• Aangeleverde gegevens:
>>>
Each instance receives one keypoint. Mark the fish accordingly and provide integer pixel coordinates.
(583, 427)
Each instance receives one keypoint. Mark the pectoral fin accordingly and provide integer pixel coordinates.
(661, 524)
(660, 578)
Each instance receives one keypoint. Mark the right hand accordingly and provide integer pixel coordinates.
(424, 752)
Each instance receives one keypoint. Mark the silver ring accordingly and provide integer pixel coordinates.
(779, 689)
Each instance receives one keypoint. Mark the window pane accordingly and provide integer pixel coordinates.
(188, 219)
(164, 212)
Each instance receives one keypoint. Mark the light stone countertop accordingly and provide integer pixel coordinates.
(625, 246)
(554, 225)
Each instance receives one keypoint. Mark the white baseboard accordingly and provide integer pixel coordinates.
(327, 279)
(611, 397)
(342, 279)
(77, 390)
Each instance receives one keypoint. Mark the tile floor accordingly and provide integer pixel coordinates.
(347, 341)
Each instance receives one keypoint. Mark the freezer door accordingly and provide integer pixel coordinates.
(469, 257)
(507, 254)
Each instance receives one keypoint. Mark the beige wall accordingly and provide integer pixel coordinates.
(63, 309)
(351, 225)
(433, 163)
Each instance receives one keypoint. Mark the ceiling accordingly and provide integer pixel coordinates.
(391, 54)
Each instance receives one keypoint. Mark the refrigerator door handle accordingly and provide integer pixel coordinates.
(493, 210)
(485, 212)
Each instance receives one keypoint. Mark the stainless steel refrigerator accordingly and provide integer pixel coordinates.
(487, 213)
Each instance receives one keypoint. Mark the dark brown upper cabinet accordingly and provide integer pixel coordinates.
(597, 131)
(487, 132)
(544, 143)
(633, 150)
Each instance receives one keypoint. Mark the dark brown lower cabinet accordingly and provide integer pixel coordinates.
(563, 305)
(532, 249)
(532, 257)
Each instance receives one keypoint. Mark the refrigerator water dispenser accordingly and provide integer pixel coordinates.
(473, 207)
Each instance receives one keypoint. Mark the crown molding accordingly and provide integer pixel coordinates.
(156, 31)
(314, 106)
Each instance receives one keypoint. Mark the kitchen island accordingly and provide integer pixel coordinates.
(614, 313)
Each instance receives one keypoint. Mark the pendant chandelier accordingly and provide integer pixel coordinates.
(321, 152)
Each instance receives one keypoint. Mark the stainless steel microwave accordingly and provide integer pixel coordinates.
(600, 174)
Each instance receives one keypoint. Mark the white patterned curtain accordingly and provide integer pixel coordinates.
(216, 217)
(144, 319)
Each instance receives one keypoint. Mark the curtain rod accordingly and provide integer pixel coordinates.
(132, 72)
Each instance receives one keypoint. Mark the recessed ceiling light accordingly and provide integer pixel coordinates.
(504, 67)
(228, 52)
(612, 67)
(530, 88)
<<<
• Korte oefening: Hoe luiden alle items als je overal "keypoint" verandert in "point" en verder niets aanpast?

• Schriftelijke uitwerking:
Each instance receives one point. Mark the fish accordingly and provide integer pixel coordinates.
(583, 427)
Each instance receives one point. Mark the pectoral fin accordingly and provide integer pixel coordinates.
(661, 524)
(660, 578)
Each instance receives one point. Mark the right hand accordingly and provide integer pixel coordinates.
(424, 752)
Each instance receives one point. Mark the silver ring accordingly and provide integer pixel coordinates.
(779, 689)
Each instance receives one point. Mark the window pane accordingly and provide integer pixel coordinates.
(188, 219)
(164, 212)
Each instance receives one point. Mark the light stone countertop accordingly and provide integer pixel coordinates.
(625, 246)
(554, 225)
Each instance receives one point. Mark the white baseboard accordingly and provide integer pixel coordinates.
(327, 279)
(611, 397)
(342, 279)
(77, 390)
Each instance receives one point. Mark the tile floor accordingly and provide integer pixel coordinates.
(347, 341)
Each instance receives one point. Mark the freezer door accordingly and provide integer pixel coordinates.
(469, 257)
(507, 254)
Each instance receives one point. Mark the beige wall accordingly and provide integer pixel coordinates.
(63, 309)
(351, 225)
(433, 163)
Each instance receives one point. Mark the ceiling accordingly and provide integer pixel coordinates.
(391, 54)
Each instance receives one point. Mark the refrigerator door handle accordingly and provide integer pixel coordinates.
(493, 210)
(485, 212)
Each instance receives one point. Mark the stainless steel refrigerator accordingly and provide integer pixel coordinates.
(487, 213)
Each instance receives one point. Mark the dark brown upper cabinet accordingly and provide integer pixel coordinates.
(597, 131)
(487, 132)
(544, 143)
(633, 150)
Each instance receives one point. Mark the dark brown lower cabinet accordingly and provide integer pixel coordinates.
(563, 305)
(532, 249)
(532, 257)
Each instance receives one point. Mark the refrigerator water dispenser accordingly and provide integer pixel coordinates.
(473, 207)
Each instance receives one point. Mark the crown molding accordingly and provide integer pixel coordinates.
(156, 31)
(314, 106)
Each instance receives one point. Mark the kitchen island accordingly and provide integer pixel coordinates.
(614, 313)
Each instance receives one point. Mark the pendant chandelier accordingly and provide integer pixel coordinates.
(321, 152)
Each instance receives one point. Mark the stainless steel microwave accordingly and provide integer pixel coordinates.
(600, 174)
Each instance receives one point. Mark the white patterned curtain accordingly and provide integer pixel coordinates.
(216, 217)
(144, 319)
Each instance receives one point. Mark the curtain rod accordingly and provide integer pixel coordinates.
(132, 72)
Each instance receives one point. Mark the recessed ceiling light accordingly and provide integer pixel coordinates.
(504, 67)
(228, 52)
(612, 67)
(530, 88)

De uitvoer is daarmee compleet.